Dataset records on object locations:
— START —
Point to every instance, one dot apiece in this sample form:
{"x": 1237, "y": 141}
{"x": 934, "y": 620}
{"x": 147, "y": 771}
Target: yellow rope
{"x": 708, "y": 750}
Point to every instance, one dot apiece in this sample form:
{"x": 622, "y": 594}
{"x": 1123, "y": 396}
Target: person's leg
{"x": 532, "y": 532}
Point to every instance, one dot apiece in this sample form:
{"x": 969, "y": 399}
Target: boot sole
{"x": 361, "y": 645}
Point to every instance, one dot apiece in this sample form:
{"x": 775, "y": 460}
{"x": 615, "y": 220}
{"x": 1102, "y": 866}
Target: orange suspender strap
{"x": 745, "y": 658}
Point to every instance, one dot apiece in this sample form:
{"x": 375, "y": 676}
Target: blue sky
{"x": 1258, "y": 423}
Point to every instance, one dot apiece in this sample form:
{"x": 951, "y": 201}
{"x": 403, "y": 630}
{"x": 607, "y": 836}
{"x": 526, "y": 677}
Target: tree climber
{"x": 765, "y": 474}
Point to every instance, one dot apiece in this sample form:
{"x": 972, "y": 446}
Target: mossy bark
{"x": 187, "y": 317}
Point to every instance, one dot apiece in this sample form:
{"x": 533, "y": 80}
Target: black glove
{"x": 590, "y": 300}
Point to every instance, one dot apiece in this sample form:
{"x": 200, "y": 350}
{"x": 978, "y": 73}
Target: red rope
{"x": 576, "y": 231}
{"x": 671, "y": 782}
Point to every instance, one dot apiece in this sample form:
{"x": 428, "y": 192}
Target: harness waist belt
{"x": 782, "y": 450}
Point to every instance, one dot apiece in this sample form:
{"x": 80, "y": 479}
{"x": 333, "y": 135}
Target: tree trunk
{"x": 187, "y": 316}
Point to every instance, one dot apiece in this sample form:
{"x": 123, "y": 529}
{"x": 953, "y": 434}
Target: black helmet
— END —
- [AIM OF THE EXERCISE] Please return every line above that contains the word "black". Case matters.

- [RESPONSE FOR THIS EXERCISE]
Target: black glove
Target: black helmet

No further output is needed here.